Page excerpt –

GOD THE SON ACCOMPANIES  Moses took Joseph’s bones (mummy) with them (Exodus 13:19).  Joseph is one of the most clear pictures (types) of Jesus in the Bible: lived a holy life as a servant, hated by brethren, conspired against, rejected, falsely accused, suffered at the hands of Gentiles, becoming the savior/deliverer of the world, forgave his brethren and then exalted and seated on a throne with a Gentile bride.  Today, too, God the Father directs but God the Son goes along with us.  He accompanies us.  He will never leave us or forsake us (Deut 3:16; 31:8; Josh 1:5; I Kings 8:57; Heb 13:5). 


GOD THE HOLY SPIRIT GUIDES  It was the custom of ancient leaders such as Darius and Alexander to lead their armies by having a small iron vessel with a wood fire in front.  It would send up much smoke, and the army scattered for miles in all directions could see it and follow.  At night highly flammable materials were burnt so the flames shot into the air.  God, as the leader of Israel, sets up His own similar command station.  He sends a cloud to lead during the day which was a pillar of light in the dark (Exodus 13:20-22).  This is a picture of the Holy spirit.  Both are freely given after salvation to guide God’s people and light their journey.  They are a protection (for the Jews the cloud gave them shade in the hot desert) and spokesman for God. 

            Thus God the Father directed them, God the Son accompanied them, and God the Holy Spirit guided them.  With this the Jews were assured of victory, how could things go wrong?   All they had to do was follow and everything would be fine.  Right?  Right!  Only God led them right into a great big trap (Exodus 14:1-2).


THE TRAP  Please note that they were in God’s perfect will, following His leading, when they entered the trap.  The Sea was in front of them and large mountains on each side with an old fort (migdol) at the entrance.  They walked right into it.  God led them there.  He was using them as bait for the Egyptian army.  Can you identify with that?  Do you ever feel like ‘bait’ left out to dry?  Here the Jews thought their problems were over, they were on their way out of Egypt and would be in the Promised land in a few days, they had great riches given to them before they left, and God promised to feed, clothe and care for them.  That’s when God throws a pop quiz – unannounced.  They are given an opportunity to practice what they learned at the Passover, to trust God for their deliverance. 

            Humanly speaking they are in a hopeless situation.  Moses is the only one who realizes it right away, for he knew the area.  Still he obeys God’s leading and follows Him.  God wants all of the people to trust Him and obey.  This is part of His process in making them like Jesus.

List of tasks –
A – From the passage on Exodus, quote the text starting at "GOD THE SON ACCOMPANIES  Moses" and ending at "8:57; Heb 13:5).".
B – In the passage on Exodus, which two ancient leaders are named as leading their armies with a small iron vessel holding a wood fire in front?

Exercise data –

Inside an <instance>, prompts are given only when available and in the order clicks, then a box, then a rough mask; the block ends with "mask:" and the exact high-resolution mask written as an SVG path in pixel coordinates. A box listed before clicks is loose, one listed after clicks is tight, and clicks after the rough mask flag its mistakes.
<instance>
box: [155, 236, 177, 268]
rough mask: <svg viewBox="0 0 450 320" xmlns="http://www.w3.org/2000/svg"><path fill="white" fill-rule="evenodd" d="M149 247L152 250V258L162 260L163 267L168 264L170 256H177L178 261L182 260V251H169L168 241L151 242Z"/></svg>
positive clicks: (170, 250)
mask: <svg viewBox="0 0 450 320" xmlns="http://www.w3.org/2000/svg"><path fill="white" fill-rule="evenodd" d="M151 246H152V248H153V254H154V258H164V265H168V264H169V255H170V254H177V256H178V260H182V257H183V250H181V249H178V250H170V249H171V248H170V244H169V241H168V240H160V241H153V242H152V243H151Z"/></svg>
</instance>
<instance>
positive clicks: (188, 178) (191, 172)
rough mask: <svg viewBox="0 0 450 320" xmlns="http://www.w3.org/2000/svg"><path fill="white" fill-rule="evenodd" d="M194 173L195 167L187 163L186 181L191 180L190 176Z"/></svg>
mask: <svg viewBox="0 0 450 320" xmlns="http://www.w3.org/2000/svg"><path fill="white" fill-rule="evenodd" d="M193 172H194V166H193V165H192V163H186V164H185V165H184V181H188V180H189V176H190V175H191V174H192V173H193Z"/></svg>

* * *

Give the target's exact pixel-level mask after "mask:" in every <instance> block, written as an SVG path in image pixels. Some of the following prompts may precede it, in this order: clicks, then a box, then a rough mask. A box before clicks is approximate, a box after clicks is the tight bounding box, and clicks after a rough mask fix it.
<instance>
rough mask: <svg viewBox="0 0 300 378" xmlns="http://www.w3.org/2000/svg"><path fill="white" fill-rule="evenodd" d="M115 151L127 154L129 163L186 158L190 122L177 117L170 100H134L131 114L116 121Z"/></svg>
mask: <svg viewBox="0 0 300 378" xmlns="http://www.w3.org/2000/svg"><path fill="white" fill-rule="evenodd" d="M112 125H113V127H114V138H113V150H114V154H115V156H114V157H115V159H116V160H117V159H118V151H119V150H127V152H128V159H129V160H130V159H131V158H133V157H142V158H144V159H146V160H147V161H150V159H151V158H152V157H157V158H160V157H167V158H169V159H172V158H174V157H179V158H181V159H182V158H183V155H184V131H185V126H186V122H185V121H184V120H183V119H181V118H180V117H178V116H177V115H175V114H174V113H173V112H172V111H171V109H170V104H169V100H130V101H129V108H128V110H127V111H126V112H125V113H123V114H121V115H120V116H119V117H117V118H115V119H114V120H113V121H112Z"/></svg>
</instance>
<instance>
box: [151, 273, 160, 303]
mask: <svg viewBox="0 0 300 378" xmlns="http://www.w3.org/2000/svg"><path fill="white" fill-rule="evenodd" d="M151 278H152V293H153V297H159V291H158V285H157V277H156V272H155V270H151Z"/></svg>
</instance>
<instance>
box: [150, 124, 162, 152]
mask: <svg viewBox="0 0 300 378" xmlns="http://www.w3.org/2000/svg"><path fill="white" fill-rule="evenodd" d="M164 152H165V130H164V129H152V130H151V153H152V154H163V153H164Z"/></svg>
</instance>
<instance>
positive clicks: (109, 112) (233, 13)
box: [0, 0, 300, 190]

Outputs for the tasks –
A –
GOD THE SON ACCOMPANIES  Moses took Joseph’s bones (mummy) with them (Exodus 13:19).  Joseph is one of the most clear pictures (types) of Jesus in the Bible: lived a holy life as a servant, hated by brethren, conspired against, rejected, falsely accused, suffered at the hands of Gentiles, becoming the savior/deliverer of the world, forgave his brethren and then exalted and seated on a throne with a Gentile bride.  Today, too, God the Father directs but God the Son goes along with us.  He accompanies us.  He will never leave us or forsake us (Deut 3:16; 31:8; Josh 1:5; I Kings 8:57; Heb 13:5).

B – Darius and Alexander